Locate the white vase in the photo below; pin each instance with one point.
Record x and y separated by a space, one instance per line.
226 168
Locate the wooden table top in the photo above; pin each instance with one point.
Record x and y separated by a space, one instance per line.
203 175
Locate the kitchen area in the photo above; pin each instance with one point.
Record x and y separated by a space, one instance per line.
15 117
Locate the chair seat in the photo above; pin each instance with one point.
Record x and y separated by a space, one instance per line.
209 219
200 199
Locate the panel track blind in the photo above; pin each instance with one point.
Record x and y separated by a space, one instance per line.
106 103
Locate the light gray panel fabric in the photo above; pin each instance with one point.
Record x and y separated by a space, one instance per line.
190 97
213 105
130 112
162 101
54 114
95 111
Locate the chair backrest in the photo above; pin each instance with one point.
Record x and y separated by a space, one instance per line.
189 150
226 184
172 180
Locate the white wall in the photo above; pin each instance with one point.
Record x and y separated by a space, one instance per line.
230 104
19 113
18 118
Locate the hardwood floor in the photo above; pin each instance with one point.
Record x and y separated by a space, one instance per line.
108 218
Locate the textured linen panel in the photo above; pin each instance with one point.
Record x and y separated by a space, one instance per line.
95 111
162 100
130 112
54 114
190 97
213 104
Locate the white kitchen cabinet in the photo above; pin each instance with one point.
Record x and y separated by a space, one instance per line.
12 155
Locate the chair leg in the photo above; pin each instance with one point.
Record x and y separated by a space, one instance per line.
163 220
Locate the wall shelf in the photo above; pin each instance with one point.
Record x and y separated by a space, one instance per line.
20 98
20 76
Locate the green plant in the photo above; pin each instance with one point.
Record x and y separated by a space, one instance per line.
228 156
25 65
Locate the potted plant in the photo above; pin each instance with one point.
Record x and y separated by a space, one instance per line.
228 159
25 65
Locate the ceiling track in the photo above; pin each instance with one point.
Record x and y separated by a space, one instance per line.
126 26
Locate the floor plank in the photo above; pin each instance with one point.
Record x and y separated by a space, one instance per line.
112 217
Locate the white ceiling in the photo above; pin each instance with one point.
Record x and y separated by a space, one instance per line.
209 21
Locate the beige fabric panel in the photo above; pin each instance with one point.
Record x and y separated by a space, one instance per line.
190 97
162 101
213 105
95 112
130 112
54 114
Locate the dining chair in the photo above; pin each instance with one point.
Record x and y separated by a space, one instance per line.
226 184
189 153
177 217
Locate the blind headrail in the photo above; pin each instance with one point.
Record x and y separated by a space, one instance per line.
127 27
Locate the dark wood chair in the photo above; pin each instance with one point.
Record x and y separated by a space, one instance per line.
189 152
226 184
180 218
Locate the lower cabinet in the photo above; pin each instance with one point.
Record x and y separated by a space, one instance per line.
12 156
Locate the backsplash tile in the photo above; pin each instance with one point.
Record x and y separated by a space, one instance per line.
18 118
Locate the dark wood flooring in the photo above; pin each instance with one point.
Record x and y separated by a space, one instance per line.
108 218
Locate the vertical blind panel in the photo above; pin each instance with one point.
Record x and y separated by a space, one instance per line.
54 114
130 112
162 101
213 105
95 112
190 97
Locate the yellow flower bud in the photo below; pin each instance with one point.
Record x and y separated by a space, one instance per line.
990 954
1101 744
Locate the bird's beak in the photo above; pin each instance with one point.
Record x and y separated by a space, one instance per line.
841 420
──────
Copy the records above line for line, without a single change.

ANSWER TO THE EXERCISE =
Locate the white vase in the photo below; pin each instance with one point.
Record x and y separated by a space, one instance per line.
226 168
Locate the wooden table top in the photo above; pin each instance with one point.
Record x and y separated by a space, one instance per line.
203 175
Locate the kitchen area in the photo above; pin each instance with one point.
Record x and y separated by a space, one instance per line.
15 117
Locate the chair seat in the photo above; pin each instance with one point.
Record x and y separated by a space, one instance per line.
209 219
200 199
Locate the panel track blind in the photo above; pin each instance with one point.
Record x and y separated by a space, one instance per line.
106 103
Locate the light gray panel fabric in the photo above; pin each instance with one point.
Record x and y separated by a space, one instance per line.
190 97
213 105
130 112
162 101
54 114
95 111
Locate the chair backrest in the photo above; pin each instance with one point.
Record x and y separated by a space, one instance per line.
189 150
226 184
172 180
Locate the white wall in the photo above; pin each instance with one point.
Record x and y separated by a space, one instance per line.
230 104
19 113
18 118
Locate the hardwood floor in the photo above; pin each instance with one point.
Record x and y separated by a space, one instance per line.
108 218
Locate the textured linen panel in the photo above; pin each instance with one point.
Record x and y separated by a space, one instance per line.
95 111
162 100
130 112
54 114
190 97
213 104
Locate the white kitchen cabinet in the photo above; pin each instance with one point.
Record x and y separated by a space, one instance per line.
12 155
Locate the chair leg in the photo above; pin each instance with one point.
Record x and y separated by a space, one instance per line.
163 220
Locate the wall shelf in the photo above; pin each instance with one point.
Record x and y separated by a space, one instance per line.
20 98
20 76
Locate the green plant in the photo above; pin each instance with one point.
Record x and y separated by a space, one instance per line.
228 156
25 65
Locate the potted plant in the photo above; pin each instance with one point.
Record x and y separated by a space, one instance per line.
228 159
25 65
Locate the ceiling track in the photo above; pin each instance with one point.
Record x and y separated by a space, one instance per line.
126 26
Locate the floor plank in the photo above; pin each instance with one point.
Record x and y separated by a space, one instance per line.
112 217
Locate the white ceiling in the photo above; pin each instance with one point.
Record x and y separated by a space, one instance per line.
209 21
Locate the beige fabric panel in the photo above; pin each instance with one point.
Record x and y separated by a space, one instance per line.
190 97
162 101
213 105
95 112
130 112
54 114
Locate the dining chair in the photo above; pin each instance with one point.
Record x and y separated by a space, one instance per line.
226 184
189 153
177 217
Locate the blind headrail in the photo above; pin each instance with one point.
Record x and y separated by a space, one instance per line.
127 27
Locate the dark wood chair in the photo above; pin each instance with one point.
Record x and y separated by a space, one instance per line.
189 152
226 184
180 218
Locate the lower cabinet in the photo above; pin each instance with one point.
Record x and y separated by a space, one instance per line.
12 156
Locate the backsplash tile in the photo above; pin each instance with one point.
Record x and y separated by a space, one instance per line.
18 118
Locate the dark wood flooring in the photo above; pin each instance with one point.
Record x and y separated by a space, one instance per line.
108 218
Locate the vertical blind panel in the photo above; pin each instance with one point.
Record x and y separated by a space, one instance per line.
54 114
130 112
162 101
213 105
95 112
190 97
Locate the yellow flower bud in the photo below; pin each instance with one point.
Record x and y separated by a space, one instance per line.
990 954
1101 744
Locate the bird's beak in the photo above; pin each instance with one point.
Record x and y separated by a space, one instance per line.
841 420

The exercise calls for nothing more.